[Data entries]
##############################

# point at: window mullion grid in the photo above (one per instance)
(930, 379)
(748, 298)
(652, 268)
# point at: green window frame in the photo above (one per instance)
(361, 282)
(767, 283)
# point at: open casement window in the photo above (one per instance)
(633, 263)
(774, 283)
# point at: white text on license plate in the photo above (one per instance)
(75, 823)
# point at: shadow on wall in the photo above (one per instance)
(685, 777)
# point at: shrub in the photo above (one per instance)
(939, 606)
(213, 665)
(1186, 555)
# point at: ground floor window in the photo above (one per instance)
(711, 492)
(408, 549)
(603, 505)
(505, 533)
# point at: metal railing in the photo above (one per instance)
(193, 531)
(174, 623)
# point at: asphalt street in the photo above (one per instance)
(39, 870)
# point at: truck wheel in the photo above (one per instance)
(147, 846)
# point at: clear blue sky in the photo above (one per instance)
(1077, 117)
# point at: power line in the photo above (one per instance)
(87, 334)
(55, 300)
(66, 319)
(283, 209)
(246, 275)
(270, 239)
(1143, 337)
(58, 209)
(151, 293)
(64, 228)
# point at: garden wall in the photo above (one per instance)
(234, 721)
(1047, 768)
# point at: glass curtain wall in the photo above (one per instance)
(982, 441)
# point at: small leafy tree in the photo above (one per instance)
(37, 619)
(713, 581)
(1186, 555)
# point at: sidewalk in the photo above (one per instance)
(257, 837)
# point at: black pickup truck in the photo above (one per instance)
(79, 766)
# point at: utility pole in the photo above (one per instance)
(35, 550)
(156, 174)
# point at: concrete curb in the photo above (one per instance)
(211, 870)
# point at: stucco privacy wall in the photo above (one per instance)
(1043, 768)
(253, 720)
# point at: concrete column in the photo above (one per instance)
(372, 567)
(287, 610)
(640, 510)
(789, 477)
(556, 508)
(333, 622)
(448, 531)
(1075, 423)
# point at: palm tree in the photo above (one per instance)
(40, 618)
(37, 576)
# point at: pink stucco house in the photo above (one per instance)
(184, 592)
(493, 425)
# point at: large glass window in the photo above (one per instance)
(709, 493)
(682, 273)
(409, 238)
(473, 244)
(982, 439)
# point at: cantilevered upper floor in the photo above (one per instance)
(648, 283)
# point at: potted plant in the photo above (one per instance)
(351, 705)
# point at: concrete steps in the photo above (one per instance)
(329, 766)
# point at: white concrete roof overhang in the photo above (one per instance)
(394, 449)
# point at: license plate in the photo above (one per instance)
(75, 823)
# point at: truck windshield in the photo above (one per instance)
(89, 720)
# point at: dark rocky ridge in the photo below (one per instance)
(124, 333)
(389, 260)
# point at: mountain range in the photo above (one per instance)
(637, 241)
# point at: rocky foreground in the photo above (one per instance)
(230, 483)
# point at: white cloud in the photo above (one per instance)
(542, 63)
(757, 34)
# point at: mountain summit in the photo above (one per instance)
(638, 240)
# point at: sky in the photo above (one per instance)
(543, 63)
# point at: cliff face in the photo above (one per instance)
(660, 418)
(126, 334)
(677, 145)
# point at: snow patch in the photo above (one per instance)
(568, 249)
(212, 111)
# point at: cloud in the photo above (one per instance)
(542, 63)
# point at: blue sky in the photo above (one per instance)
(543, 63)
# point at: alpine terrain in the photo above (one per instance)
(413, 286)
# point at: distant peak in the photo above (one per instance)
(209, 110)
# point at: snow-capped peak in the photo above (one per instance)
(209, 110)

##############################

▸ **PROBLEM TO WORK ON**
Output the records exactly.

▸ **SOLUTION TO THIS TASK**
# point at: window mullion grid in the photo above (one per instance)
(930, 379)
(748, 298)
(652, 268)
# point at: green window frame in the photo above (one per instance)
(361, 282)
(767, 283)
# point at: open casement window in the photo above (one per instance)
(633, 263)
(774, 283)
# point at: white text on license plate in the photo above (one per instance)
(75, 823)
# point at: shadow on wall in the photo above (one per instance)
(685, 777)
# point at: shrub in the photo above (one per instance)
(939, 606)
(213, 665)
(1186, 555)
# point at: ground floor window in the photo above (one per instance)
(711, 492)
(408, 549)
(603, 505)
(505, 533)
# point at: metal railing in the photo above (one per instance)
(193, 531)
(174, 623)
# point at: asphalt street in the photo above (one per instance)
(39, 870)
# point at: truck wheel in the photo above (one per instance)
(147, 846)
# point at: clear blue sky in the photo above (one per instance)
(1077, 117)
# point at: power line in the photo above (one per instance)
(87, 334)
(55, 300)
(66, 319)
(283, 209)
(246, 275)
(270, 239)
(1143, 337)
(58, 209)
(151, 293)
(64, 228)
# point at: garden wall in the photo above (one per instance)
(234, 721)
(1047, 768)
# point at: glass curtain wall in the photo above (one per instance)
(982, 441)
# point at: small leafy tree in the photo above (one per instance)
(37, 619)
(713, 581)
(1186, 555)
# point at: sidewalk in the photo above (one per instance)
(257, 837)
# point at: black pickup truck in the photo above (one per instance)
(79, 766)
# point at: utility pole in the photo above (one per instance)
(35, 550)
(156, 174)
# point at: concrete curb in the photo above (one per instance)
(211, 870)
# point at: stucco privacy wall in the photo above (one per instance)
(1043, 768)
(253, 720)
# point at: concrete column in the photo above (one per instance)
(372, 567)
(287, 610)
(640, 510)
(789, 477)
(556, 508)
(333, 622)
(448, 531)
(1075, 423)
# point at: palm tree in the photo above (one per instance)
(40, 618)
(37, 576)
# point at: pink stucco house in the photo above (one per instance)
(184, 592)
(493, 425)
# point at: large glass window in the photo above (one per instance)
(709, 493)
(682, 273)
(409, 238)
(473, 244)
(982, 439)
# point at: cantilevered upper floor in the photo above (one per instance)
(648, 283)
# point at: potted plant in the photo above (one per instance)
(351, 705)
# point at: concrete steps in the photo above (one per instance)
(329, 766)
# point at: white concrete roof overhang in the photo above (one per instance)
(394, 449)
# point at: license plate in the photo above (one per instance)
(75, 823)
# point at: truck windshield in the photo above (one per instance)
(89, 720)
# point at: dark rocky ridge in the photo below (one per instance)
(124, 333)
(389, 260)
# point at: mountain range in the photo above (one per instance)
(637, 241)
# point at: rocky foreground in the photo above (one per instance)
(230, 483)
# point at: white cloud in the photo above (one per instance)
(542, 63)
(757, 34)
# point at: mountain summit in the photo above (one per instance)
(638, 240)
# point at: sky in the photo above (one per instance)
(543, 63)
# point at: cliff face in the photo above (one per instance)
(660, 418)
(126, 334)
(677, 145)
# point at: snow patch in the photo above (one per instance)
(568, 249)
(212, 111)
# point at: cloud in the photo above (one per instance)
(542, 63)
# point at: blue sky in the photo above (one per instance)
(543, 63)
# point at: alpine terrain in the photo above (one per instance)
(413, 286)
# point at: distant peak in the photo above (one per instance)
(209, 110)
# point at: snow-capped peak in the photo above (one per instance)
(209, 110)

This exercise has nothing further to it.